> **Given text**:
#MeToo comes to prison

Illicit sex reports increase at women’s lockup

#MeToo comes to prison
Graphic by Joseph Copley

Most allegations are never proven, but accusations of sex between inmates and staff keep coming at Logan Correctional Center in Lincoln, the state’s largest women’s prison.

Sex between inmates and staff is illegal – under the law, prisoners cannot consent to sex with employees, and custodial sexual misconduct is a felony punishable by between two and five years in prison. But court records and investigative files show that employees aren’t always charged with crimes, even when allegations are substantiated. Indeed, a former sergeant who left the Department of Corrections after the department found that he’d had sexual contact with a Logan inmate is back on the state payroll.

If ever there was a solid case against an Illinois prison employee for having illegal sexual relations with a convict, it came in 2014.

Late that year, the spouse of Michael Allsup, a Logan guard, told Illinois Department of Corrections investigators that her husband hadn’t been himself lately. He’d been texting a lot and not allowing anyone to see the messages, particularly after he returned from Texas, where he had said that he was testing for a job with the Dallas Police Department. Phone records revealed hundreds of calls and texts between Allsup and Madeline Martinez, who was paroled after serving three years of a six-year sentence for home invasion. She had a previous conviction for robbery.

Corrections officials launched an investigation, but waited nearly five months before speaking with Martinez, when she came back to Illinois with Allsup from Texas, where the couple was living. She was pregnant and engaged to Allsup, who refused to answer questions without an attorney present. “I resigned, so I don’t know what the issue is,” he told an internal affairs investigator.

Martinez told investigators that she hadn’t had sex with Allsup while in prison, but she did the day after her parole on Oct. 22, 2014. Under the law, however, it is a felony for any employee of the state prison system to have sexual contact with a person in the custody of the Department of Corrections, and that includes both inmates and parolees outside prison walls.

Allsup appeared to meet the standard. While still employed as a prison guard, he informed his daughter, via text message, that Martinez was expecting:

You are having a baby? Like seriously
Yes I am
You swear
Yes
Omg u r dumb
Why you say that?

> **Required work**:
- a) In the #MeToo prison article, what is the penalty range for custodial sexual misconduct?
- b) Repeat the section of the #MeToo prison article that opens with the words containing "Late that year, the" and closes with "conviction for robbery.".
- c) Translate this sentence from the #MeToo prison article into Spanish: "If ever there was a solid case against an Illinois prison employee for having illegal sexual relations with a convict, it came in 2014."

> **Stored data entries**:
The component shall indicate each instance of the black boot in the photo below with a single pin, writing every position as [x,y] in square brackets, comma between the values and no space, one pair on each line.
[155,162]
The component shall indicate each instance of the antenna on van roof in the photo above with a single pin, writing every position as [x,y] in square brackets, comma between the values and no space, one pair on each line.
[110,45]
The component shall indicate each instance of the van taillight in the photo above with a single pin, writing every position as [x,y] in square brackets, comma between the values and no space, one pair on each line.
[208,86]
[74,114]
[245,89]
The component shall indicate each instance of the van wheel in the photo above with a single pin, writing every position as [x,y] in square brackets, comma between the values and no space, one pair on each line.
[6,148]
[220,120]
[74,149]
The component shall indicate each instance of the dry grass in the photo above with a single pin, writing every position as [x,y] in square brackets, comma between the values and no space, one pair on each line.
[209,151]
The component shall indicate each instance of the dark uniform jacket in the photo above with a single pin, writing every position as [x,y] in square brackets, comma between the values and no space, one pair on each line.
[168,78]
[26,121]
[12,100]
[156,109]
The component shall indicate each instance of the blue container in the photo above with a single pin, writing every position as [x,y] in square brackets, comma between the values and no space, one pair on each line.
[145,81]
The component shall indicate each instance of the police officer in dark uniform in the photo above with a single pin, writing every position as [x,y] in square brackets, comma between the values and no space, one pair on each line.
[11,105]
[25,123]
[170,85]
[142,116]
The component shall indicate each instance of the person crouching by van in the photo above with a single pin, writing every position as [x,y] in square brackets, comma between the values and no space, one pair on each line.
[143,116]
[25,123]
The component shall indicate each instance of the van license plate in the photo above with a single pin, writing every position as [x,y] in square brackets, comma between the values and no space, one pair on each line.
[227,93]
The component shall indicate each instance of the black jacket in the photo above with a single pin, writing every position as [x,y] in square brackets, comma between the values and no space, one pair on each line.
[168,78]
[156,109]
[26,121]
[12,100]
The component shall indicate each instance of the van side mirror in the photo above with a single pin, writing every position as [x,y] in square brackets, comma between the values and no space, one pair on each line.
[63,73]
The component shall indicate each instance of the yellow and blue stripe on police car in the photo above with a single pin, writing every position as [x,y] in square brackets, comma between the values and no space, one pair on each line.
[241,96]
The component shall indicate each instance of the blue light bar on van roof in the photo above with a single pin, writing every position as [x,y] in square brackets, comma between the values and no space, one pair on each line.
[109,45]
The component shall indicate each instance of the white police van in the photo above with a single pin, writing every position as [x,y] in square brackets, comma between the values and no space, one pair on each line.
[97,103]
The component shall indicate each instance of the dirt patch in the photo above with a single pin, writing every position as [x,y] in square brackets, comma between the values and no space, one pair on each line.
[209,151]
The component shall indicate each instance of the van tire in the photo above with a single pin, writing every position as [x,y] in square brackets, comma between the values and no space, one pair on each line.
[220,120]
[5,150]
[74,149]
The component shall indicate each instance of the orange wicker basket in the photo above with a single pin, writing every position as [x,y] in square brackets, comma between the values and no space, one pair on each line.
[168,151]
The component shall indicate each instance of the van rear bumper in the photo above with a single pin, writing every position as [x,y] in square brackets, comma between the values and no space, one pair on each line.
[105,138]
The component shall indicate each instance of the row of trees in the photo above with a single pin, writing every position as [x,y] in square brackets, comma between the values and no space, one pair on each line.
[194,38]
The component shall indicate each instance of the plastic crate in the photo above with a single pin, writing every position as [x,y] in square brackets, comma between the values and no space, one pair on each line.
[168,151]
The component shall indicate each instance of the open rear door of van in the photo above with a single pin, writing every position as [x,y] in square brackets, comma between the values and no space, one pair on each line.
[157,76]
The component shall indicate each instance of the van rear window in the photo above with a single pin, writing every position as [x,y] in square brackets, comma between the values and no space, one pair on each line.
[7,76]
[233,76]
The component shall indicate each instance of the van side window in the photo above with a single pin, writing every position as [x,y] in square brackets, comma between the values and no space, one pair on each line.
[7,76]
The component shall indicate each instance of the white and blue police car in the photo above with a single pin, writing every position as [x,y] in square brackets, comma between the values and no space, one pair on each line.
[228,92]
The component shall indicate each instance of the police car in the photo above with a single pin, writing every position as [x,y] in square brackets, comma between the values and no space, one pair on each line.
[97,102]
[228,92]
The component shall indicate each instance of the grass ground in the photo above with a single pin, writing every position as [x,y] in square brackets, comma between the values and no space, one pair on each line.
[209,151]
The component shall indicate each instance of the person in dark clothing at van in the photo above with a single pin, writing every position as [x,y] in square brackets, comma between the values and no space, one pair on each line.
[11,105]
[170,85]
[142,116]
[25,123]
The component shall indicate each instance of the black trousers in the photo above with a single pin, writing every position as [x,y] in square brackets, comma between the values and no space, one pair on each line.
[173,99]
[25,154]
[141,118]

> **Final answers**:
- a) Between two and five years in prison.

- b)
Late that year, the spouse of Michael Allsup, a Logan guard, told Illinois Department of Corrections investigators that her husband hadn’t been himself lately. He’d been texting a lot and not allowing anyone to see the messages, particularly after he returned from Texas, where he had said that he was testing for a job with the Dallas Police Department. Phone records revealed hundreds of calls and texts between Allsup and Madeline Martinez, who was paroled after serving three years of a six-year sentence for home invasion. She had a previous conviction for robbery.

- c) Si alguna vez hubo un caso sólido contra un empleado de una prisión de Illinois por mantener relaciones sexuales ilegales con un convicto, llegó en 2014.